An NGC repository is hosted on the NGC platform. Extensions can be published to NGC over time to be shared with other developers who can use these extensions in their graph or also develop their own extensions on top of them.

The NGC catalog is a collection of software provided by NVIDIA and other third-party vendors. More details regarding the NGC catalog can be found here. “public-ngc” is a type of NGC repository which corresponds to the extensions published to the NGC catalog. Like the “default” local repository, the public-ngc repository is always enabled. “public-ngc” is a reserved name for an NGC repository, neither can it be removed using the CLI tool nor can any other NGC repositories be added with the same name.

NGC private registry is also supported by the nvgraph registry. The CLI tool can be used to add an NGC repository which corresponds to a specific organization and optionally a team as well. Organizations with NGC private registry accounts can use this feature to share extensions with developers in their organization. Details on how to setup orgs and team in NGC private registry can be found here.

NGC repository can be setup using the repo add ngc CLI command along with the following inputs:

  1. API key used to authenticate communication with the NGC server

  2. Name of the organization that the user has access to.

  3. (Optional) A name of a team that the user has access to.

Specifying a team within an NGC org is not mandatory and extensions can be published/removed to/from the org directly. Once a repository has been added, the operation can be verified using the repo info command in the CLI tool.

The public-ngc repository is accessible to everyone and API key, org and team information are not needed to use these extensions.

Registry Cache

The registry cache is a collection of metadata of various extensions and their components. An extension can be added to registry cache in two methods.

  1. Extension registration

    An extension can be added to the registry cache by registering the extension locally with the registry. This method is commonly used to register extensions which are in development and is required to be used with the rest of the nvgraph tools. An extension can be registered via the “register_extension” bazel rule provided in the registry module. More details regarding the “register_extension” rule can be found in the User Guide document. During registration, the registry parses the extension library along with the corresponding extension manifest and generates a metadata file in YAML format containing all the information regarding the extension which is needed by composer and the registry itself.

-------------------------

EXERCISES TO COMPLETE:
**A)** In the NGC registry text, what inputs does the repo add ngc command take? List every one.
**B)** Extend the NGC registry text, picking up after its final sentence.

STORED DATA:
-------------------------

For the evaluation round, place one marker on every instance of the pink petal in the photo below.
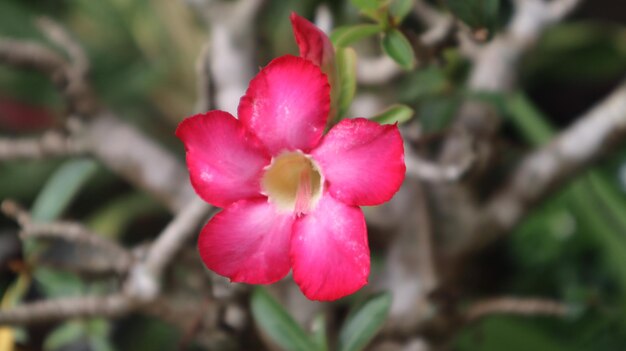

-------------------------

SOLVED TASKS:
**A)**
1. An API key used to authenticate communication with the NGC server
2. The name of an organization the user has access to
3. Optionally, the name of a team the user has access to

**B)**
  2. Extension synchronization

    At the end of the development phase, extensions can be published to an NGC repository. More information regarding the steps to publish an extension can be found in “Publishing an extension” section below. Once an extension has been published their extensions to a NGC repository, it can by other users who have access to that NGC repository. To sync an extension metadata into local cache, the NGC repository must be added to the nvgraph registry first. The repo sync or extn sync commands can then we be used to either synchronize the entire repository or specific extensions one at a time. More details regarding these commands can be found in “Interacting with the NGC” section below.

It is not advisable to upload the same extension to multiple NGC repositories. It is easier to search, maintain and deploy extensions if they are grouped logically based on their purpose and uploaded to specific repositories which host’s other similar extensions. Internally, in an organization, each team can create a “team” in NGC private registry which can be used to share extensions with members of that specific team or across different teams. Administrator instructions on how to setup orgs and teams In NGC private registry can be found here.

Here are some key takeaways about the nvgraph registry cache:

  • Registry maintains only a single repository as the source for any extension in cache. When an extension is added to the registry via the bazel registration call, the source in the cache is added as the “default” repository. Similarly, when an extension is synchronized from an NGC repository, the source gets updated as that particular NGC repository.

  • While synchronizing entire NGC repositories, in case of conflicts that arise when the same extension is found in another repository (default or NGC) added by the user, the registry follows these rules to determine whether an extension should be added/updated in the local cache.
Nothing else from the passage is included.